* Activities *
1) In the passage about Tien, which award is called the highest international award in his field?
2) Please copy the stretch of the passage about Tien from "said C.D. (Dan)" through "for seven years.", substituting "combustion" for "cryogenics".

[Given text Boundary: Start]

Diagnosed with a brain tumor in 2000, Tien suffered a crippling
stroke shortly afterward and never fully recovered. The Taiwanese
immigrant and aspiring basketball player became the first Asian
American to lead a major U.S. research university.
His years as chancellor were distinguished by his outspoken support
of equal opportunity and his unflagging efforts to stabilize campus
funding during a state budget crisis in the early 1990s. His dedication,
high standards, energy, and accessibility endeared him to undergraduates,
movie stars and international statesmen alike.
"When we walked down the streets of Taipei together,
it was like walking the streets of Chicago with Michael Jordan,"
said C.D. (Dan) Mote Jr., who served as vice chancellor under
Tien. Passionate about bridging communications between East and
West, Tien was an unofficial diplomat in Asia and active on many
commissions and foundations to promote U.S.-Chinese relations.
As an engineer, Tien’s work in heat transfer and thermal
science earned him worldwide recognition and many honors, including
the highest international award in the field, the Max Jakob Memorial
Award. He pioneered a new field known as microscale thermophysical
engineering and made notable contributions to fluid flow, phase-change
energy transfer, heat pipes, reactor safety, cryogenics, and fire
phenomena. He served as chair of the Department of Mechanical
Engineering for seven years.

[Given text Boundary: End]
[Material provided Boundary: Start]

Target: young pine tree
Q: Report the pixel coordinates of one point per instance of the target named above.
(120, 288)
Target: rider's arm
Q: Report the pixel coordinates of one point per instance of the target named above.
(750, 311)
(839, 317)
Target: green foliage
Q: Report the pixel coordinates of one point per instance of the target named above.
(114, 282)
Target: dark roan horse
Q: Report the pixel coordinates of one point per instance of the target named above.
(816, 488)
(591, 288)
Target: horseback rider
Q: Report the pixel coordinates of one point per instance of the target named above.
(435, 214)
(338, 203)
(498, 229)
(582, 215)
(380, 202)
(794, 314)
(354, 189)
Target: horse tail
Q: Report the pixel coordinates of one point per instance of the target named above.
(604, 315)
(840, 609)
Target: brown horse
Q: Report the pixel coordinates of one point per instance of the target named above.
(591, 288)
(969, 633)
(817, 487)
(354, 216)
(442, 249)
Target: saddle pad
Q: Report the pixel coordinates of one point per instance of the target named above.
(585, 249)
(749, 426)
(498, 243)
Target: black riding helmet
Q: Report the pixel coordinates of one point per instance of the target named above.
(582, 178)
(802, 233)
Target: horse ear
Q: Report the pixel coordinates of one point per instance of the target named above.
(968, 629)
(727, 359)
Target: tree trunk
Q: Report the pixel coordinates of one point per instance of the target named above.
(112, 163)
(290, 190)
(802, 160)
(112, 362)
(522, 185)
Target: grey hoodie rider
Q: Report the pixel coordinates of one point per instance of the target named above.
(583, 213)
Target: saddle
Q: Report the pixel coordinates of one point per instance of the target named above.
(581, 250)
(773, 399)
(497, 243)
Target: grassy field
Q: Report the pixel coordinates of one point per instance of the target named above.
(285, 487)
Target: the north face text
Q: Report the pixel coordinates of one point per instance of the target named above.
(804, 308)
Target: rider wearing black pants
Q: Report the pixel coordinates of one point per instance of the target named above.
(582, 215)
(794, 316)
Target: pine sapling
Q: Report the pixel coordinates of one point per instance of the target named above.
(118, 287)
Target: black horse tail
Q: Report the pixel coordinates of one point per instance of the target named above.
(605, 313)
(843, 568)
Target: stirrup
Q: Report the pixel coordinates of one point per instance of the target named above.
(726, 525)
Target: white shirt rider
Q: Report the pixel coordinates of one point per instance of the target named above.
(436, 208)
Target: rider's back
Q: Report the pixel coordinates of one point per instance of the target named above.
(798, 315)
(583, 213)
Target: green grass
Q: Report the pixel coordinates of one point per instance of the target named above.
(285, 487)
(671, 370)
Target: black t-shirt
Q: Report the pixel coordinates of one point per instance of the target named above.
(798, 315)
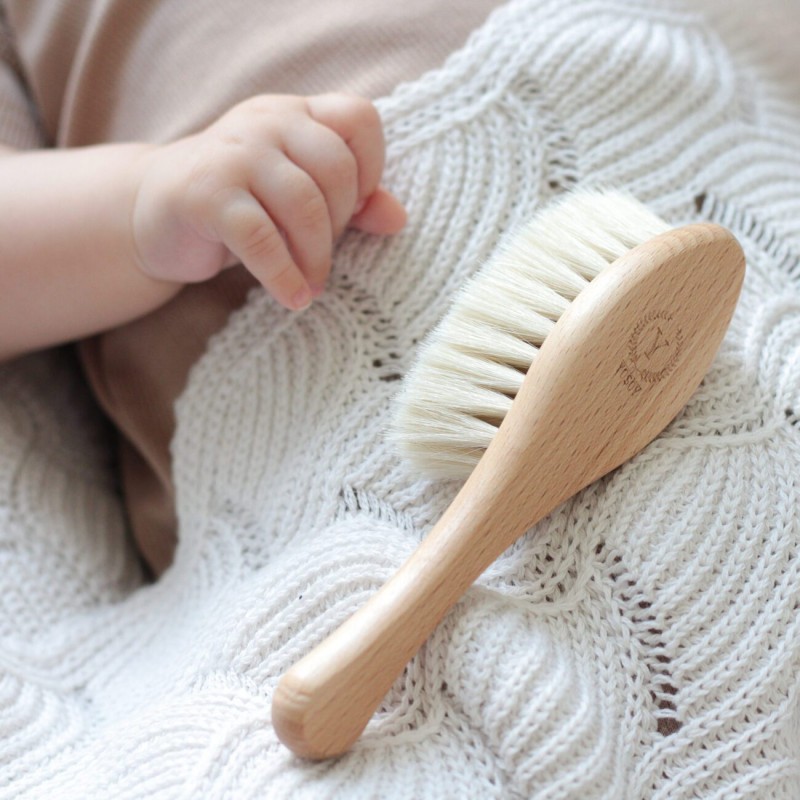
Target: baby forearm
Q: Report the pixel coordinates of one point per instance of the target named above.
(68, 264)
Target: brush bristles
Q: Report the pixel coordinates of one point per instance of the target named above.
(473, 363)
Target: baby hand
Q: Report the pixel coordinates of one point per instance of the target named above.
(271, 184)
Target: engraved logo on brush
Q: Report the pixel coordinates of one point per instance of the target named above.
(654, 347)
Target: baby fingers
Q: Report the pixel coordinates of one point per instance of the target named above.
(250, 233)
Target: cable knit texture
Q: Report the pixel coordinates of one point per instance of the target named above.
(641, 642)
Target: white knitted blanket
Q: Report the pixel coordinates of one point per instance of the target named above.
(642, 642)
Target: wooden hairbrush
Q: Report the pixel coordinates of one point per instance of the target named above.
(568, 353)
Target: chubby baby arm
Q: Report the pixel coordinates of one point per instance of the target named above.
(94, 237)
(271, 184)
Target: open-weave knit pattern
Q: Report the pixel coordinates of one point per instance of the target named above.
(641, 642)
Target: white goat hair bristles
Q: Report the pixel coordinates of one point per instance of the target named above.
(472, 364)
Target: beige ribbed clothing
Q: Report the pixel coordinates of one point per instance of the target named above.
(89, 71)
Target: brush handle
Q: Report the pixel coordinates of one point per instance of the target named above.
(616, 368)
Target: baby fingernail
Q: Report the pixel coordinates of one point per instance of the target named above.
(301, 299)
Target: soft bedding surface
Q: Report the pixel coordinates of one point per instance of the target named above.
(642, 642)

[Material provided Boundary: End]

* Responses by task *
1) The Max Jakob Memorial Award.

2)
said C.D. (Dan) Mote Jr., who served as vice chancellor under
Tien. Passionate about bridging communications between East and
West, Tien was an unofficial diplomat in Asia and active on many
commissions and foundations to promote U.S.-Chinese relations.
As an engineer, Tien’s work in heat transfer and thermal
science earned him worldwide recognition and many honors, including
the highest international award in the field, the Max Jakob Memorial
Award. He pioneered a new field known as microscale thermophysical
engineering and made notable contributions to fluid flow, phase-change
energy transfer, heat pipes, reactor safety, combustion, and fire
phenomena. He served as chair of the Department of Mechanical
Engineering for seven years.